> _INPUT DATA_:
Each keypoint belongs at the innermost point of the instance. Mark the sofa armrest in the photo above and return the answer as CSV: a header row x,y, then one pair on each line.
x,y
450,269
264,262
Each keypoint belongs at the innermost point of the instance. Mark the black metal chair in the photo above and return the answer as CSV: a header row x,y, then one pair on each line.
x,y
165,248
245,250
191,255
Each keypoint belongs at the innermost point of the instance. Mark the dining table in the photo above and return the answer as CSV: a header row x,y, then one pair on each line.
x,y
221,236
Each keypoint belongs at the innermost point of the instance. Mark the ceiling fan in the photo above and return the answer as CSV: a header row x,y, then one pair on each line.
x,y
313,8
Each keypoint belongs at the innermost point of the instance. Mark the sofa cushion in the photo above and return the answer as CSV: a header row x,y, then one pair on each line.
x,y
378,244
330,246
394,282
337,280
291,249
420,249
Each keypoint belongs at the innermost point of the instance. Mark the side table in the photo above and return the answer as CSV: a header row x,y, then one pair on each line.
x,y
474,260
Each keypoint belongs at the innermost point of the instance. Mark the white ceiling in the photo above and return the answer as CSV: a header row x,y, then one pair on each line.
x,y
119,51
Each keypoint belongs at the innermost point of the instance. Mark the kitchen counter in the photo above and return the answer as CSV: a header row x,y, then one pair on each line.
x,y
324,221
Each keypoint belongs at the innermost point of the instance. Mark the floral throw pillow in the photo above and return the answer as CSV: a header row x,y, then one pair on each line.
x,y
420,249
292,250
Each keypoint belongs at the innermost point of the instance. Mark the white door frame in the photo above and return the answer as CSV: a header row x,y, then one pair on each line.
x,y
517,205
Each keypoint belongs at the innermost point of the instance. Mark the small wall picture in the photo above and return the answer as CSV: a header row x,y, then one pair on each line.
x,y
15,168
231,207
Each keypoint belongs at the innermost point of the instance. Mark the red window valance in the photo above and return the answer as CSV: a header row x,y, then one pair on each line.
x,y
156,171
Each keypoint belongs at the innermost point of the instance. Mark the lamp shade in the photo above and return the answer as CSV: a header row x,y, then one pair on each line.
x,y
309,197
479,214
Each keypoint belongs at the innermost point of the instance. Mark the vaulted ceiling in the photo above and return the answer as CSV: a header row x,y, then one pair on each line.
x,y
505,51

> _WORK ORDER_: Write the whole of the material out again, exactly.

> _REPLY_:
Each keypoint belongs at the innermost point of the instance. Mark the sofa armrest in the photo above and return the answer as CSV: a header row x,y, then one pair on each line.
x,y
450,269
264,262
Each keypoint belongs at the innermost point of the instance. Mark the black metal chair in the photo above and return the answer as CSV: a header row x,y, then one pair on each line.
x,y
165,248
245,250
191,255
Each keypoint belongs at the innermost point of the instance. Mark the dining table in the photo above and return the answer as CSV: a header row x,y, then one pair on each line.
x,y
221,236
Each keypoint belongs at the innermost point of the instance. Mark the ceiling fan in the photo above and return the answer as CSV: a header row x,y, then one pair on each line.
x,y
313,8
Each keypoint belongs at the innermost point of the instance. Mark the sofa cushion in the photo above and return the answer as CSV: a header row x,y, then one pair on each line.
x,y
378,244
330,246
394,282
337,280
291,249
420,249
Each keypoint belongs at the innermost point of the instance. Mark the side table in the photo above and return the answer as CSV: a header row x,y, then one pair on each line.
x,y
474,260
Each keypoint belongs at the innermost point of the instance. Mark the white ceiling in the photo above and return the answer as CSV: a header row x,y, then one pair on each line.
x,y
119,51
Each keypoint belongs at the innermost point of the instance. Mark the kitchen counter in the photo above and return the answer as CSV: a header row x,y, then one pair on each line.
x,y
324,221
Each keypoint belongs at the innermost point of the instance. Mark the floral throw pillow in the photo above and return the answer as CSV: a header row x,y, then one pair on each line.
x,y
420,249
292,250
Each keypoint belongs at the innermost point of the instance. Mark the white door frame in the photo above and return the answer as CSV: a header row x,y, then one pair on each line.
x,y
517,205
Each keypoint belongs at the innermost point of the instance. Mark the small wall picture in the photo above and return the answer as CSV: a header row x,y, then one pair on each line.
x,y
15,168
231,207
Each keypoint belongs at the innermost point of the instance. Mark the red window valance in the photo above and return the answer as CSV: a header row x,y, then one pair on each line.
x,y
156,171
Each keypoint belongs at the innermost point of the instance. Mark the lamp shade in the photo above and return the answer as CSV: a header row x,y, then one pair on each line.
x,y
309,197
479,214
Each keypoint belongs at the innermost point of the instance. Mark the vaulted ceiling in the photo above and return the answer as CSV: a header row x,y, then one pair on each line.
x,y
505,51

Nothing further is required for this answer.